Exercise aim: Using the records below, quote only the span that opens with the line containing "find dirt ground" and closes with the line containing "find destroyed tank", exactly and inclusively.

Supplied entries:
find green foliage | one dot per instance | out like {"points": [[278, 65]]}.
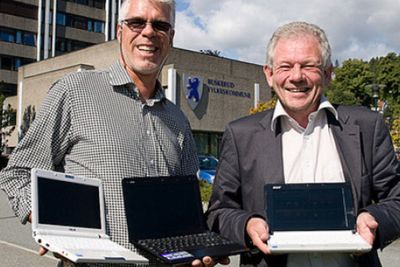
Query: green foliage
{"points": [[264, 106], [349, 85], [353, 80], [205, 191]]}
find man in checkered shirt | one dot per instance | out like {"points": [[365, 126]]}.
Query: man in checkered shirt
{"points": [[110, 124]]}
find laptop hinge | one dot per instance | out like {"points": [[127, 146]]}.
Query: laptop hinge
{"points": [[64, 233]]}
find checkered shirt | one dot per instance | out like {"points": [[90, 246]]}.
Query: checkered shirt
{"points": [[93, 123]]}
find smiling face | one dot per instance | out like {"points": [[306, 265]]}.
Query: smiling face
{"points": [[144, 52], [297, 75]]}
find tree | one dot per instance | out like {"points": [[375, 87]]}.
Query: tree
{"points": [[264, 106], [349, 85], [395, 132]]}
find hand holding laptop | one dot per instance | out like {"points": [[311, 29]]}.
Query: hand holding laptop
{"points": [[257, 230], [366, 227], [43, 250]]}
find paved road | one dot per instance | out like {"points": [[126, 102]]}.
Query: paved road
{"points": [[17, 248]]}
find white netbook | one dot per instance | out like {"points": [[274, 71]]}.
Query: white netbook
{"points": [[312, 218], [68, 218]]}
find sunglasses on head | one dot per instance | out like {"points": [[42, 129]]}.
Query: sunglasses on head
{"points": [[137, 25]]}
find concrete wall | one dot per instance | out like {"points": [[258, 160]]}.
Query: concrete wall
{"points": [[214, 110]]}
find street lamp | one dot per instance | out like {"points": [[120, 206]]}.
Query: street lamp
{"points": [[375, 95], [375, 88]]}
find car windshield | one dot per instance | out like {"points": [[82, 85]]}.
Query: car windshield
{"points": [[208, 162]]}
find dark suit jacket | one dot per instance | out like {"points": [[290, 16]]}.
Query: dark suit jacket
{"points": [[251, 155]]}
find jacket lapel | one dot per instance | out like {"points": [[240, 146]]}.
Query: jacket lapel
{"points": [[347, 138], [272, 141]]}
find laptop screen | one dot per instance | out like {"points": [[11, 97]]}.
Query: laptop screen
{"points": [[68, 204], [159, 207], [304, 207]]}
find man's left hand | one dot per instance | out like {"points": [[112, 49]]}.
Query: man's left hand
{"points": [[210, 262], [366, 227]]}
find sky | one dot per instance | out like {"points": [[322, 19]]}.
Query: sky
{"points": [[240, 29]]}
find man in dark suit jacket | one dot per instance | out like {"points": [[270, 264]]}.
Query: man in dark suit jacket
{"points": [[348, 144]]}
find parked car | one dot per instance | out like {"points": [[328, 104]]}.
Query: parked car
{"points": [[208, 165]]}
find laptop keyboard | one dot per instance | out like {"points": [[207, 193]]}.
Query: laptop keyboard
{"points": [[83, 243], [186, 242]]}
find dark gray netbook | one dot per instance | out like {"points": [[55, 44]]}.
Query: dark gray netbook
{"points": [[165, 220], [312, 217]]}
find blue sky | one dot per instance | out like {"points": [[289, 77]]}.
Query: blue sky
{"points": [[240, 28]]}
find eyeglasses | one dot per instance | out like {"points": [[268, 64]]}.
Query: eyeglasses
{"points": [[137, 25]]}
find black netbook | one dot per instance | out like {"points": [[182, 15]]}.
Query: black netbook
{"points": [[165, 219]]}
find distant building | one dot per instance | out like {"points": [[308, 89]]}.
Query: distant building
{"points": [[79, 24], [211, 91]]}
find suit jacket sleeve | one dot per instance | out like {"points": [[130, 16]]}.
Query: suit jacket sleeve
{"points": [[385, 185], [226, 214]]}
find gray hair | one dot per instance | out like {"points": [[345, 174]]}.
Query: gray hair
{"points": [[299, 28], [123, 11]]}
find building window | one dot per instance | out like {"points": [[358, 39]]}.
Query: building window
{"points": [[207, 143], [92, 3], [7, 35], [61, 19], [17, 36], [99, 26], [13, 63]]}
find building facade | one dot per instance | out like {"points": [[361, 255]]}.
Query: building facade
{"points": [[211, 91], [27, 33]]}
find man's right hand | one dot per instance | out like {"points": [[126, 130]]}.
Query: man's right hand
{"points": [[257, 230], [42, 250]]}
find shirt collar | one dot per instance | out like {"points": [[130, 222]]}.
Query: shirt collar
{"points": [[280, 111], [119, 78]]}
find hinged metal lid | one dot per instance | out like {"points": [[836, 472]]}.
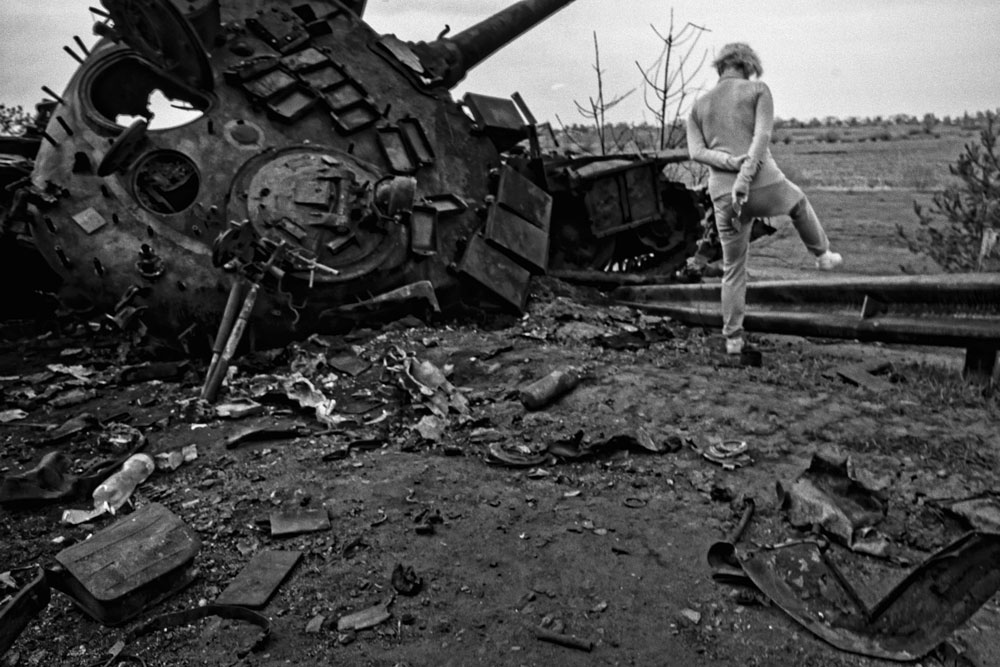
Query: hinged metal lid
{"points": [[158, 31]]}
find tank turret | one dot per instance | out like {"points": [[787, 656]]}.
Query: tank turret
{"points": [[321, 161]]}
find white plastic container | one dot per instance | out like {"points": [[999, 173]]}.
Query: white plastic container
{"points": [[115, 490]]}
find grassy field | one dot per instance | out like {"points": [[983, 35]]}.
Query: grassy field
{"points": [[864, 191], [917, 162]]}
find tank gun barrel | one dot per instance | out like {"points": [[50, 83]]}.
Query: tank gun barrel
{"points": [[449, 59]]}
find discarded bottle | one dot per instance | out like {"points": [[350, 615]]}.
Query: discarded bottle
{"points": [[115, 490], [541, 392]]}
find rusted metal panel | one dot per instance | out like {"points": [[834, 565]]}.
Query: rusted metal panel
{"points": [[514, 233], [496, 271], [518, 194]]}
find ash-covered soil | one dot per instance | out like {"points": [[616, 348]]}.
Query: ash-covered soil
{"points": [[609, 547]]}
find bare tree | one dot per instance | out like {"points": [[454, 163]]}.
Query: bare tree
{"points": [[597, 107], [667, 85]]}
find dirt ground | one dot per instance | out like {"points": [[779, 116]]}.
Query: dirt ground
{"points": [[609, 548]]}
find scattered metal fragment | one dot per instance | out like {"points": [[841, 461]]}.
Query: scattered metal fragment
{"points": [[315, 624], [569, 641], [835, 496], [730, 454], [577, 446], [238, 409], [172, 460], [517, 456], [51, 480], [13, 415], [265, 434], [722, 555], [258, 581], [861, 375], [405, 581], [300, 520], [366, 618], [910, 621], [133, 564], [188, 616], [21, 610], [550, 388]]}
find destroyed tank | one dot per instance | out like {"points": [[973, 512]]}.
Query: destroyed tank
{"points": [[329, 166]]}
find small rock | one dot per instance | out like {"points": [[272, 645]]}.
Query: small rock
{"points": [[316, 624], [691, 616]]}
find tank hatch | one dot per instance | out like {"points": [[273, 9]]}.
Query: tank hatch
{"points": [[158, 31]]}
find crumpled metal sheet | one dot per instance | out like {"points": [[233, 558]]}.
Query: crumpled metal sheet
{"points": [[842, 500], [909, 622]]}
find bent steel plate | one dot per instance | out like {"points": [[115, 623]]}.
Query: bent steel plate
{"points": [[916, 615]]}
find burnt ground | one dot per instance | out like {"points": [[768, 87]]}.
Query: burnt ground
{"points": [[610, 548]]}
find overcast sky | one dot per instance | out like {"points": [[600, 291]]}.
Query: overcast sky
{"points": [[836, 57]]}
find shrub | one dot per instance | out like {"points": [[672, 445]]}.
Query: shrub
{"points": [[951, 232]]}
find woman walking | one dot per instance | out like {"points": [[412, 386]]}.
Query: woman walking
{"points": [[729, 129]]}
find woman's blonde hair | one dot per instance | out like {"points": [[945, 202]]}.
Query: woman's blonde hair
{"points": [[740, 56]]}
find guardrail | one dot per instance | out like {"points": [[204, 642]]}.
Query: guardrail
{"points": [[950, 310]]}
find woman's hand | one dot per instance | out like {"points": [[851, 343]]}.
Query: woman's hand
{"points": [[741, 192]]}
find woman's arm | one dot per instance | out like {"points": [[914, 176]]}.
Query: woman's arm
{"points": [[762, 128], [700, 152]]}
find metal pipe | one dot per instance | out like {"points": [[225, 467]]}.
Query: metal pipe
{"points": [[449, 59], [480, 41]]}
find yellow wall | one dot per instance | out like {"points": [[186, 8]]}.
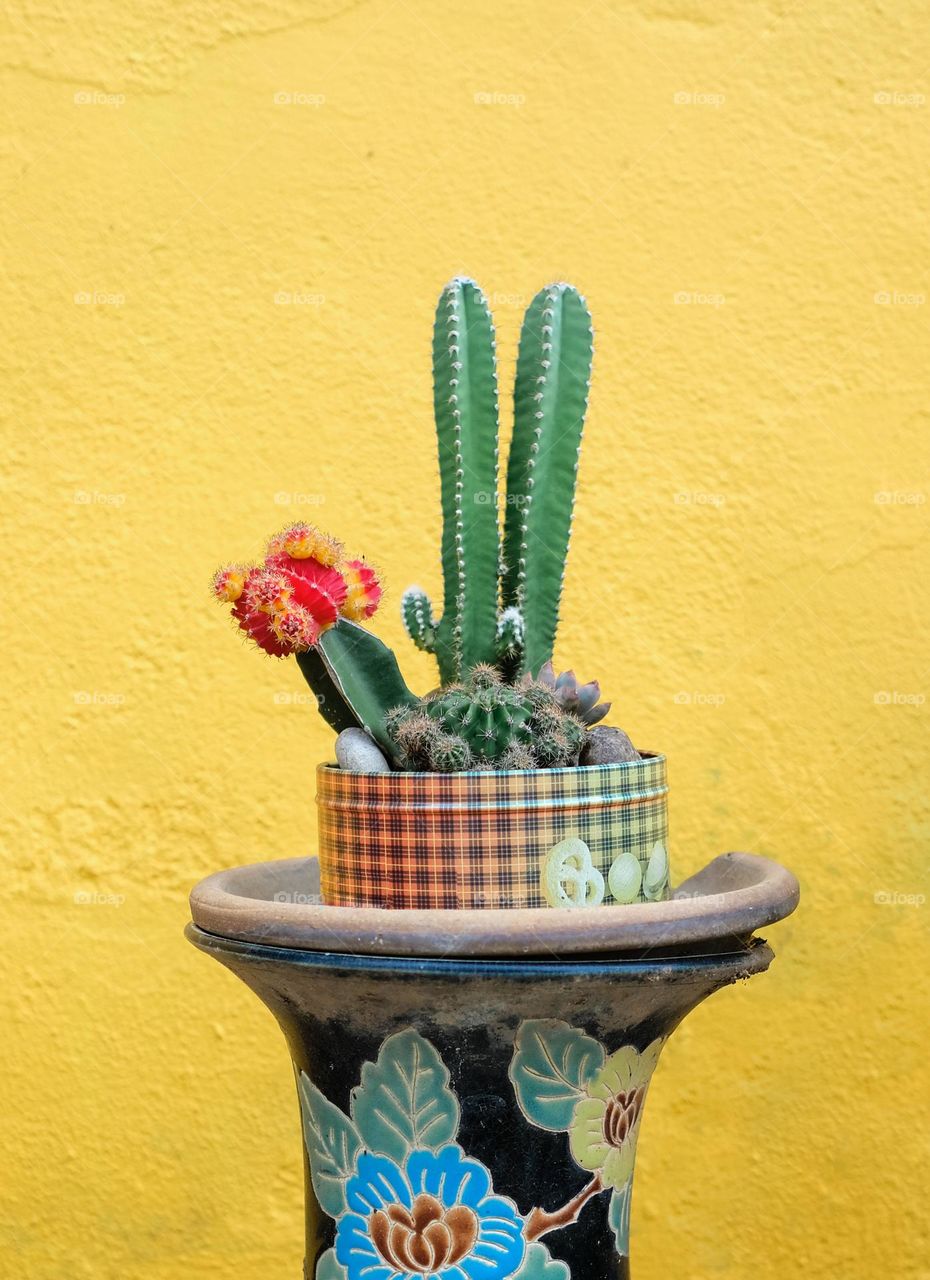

The answer:
find dirt ground | one dot per instance | out like {"points": [[779, 116]]}.
Query: dirt ground
{"points": [[609, 548]]}
find scattered metal fragment | one dot per instance | out like {"points": [[841, 461]]}.
Query: scattered metal fragment
{"points": [[315, 624], [569, 641], [835, 496], [730, 454], [577, 446], [238, 409], [172, 460], [517, 456], [51, 480], [13, 415], [265, 434], [722, 555], [258, 581], [861, 375], [405, 581], [300, 520], [366, 618], [910, 621], [133, 564], [188, 616], [21, 610], [550, 388]]}
find destroyed tank | one dot per instance | out like {"points": [[973, 512]]}.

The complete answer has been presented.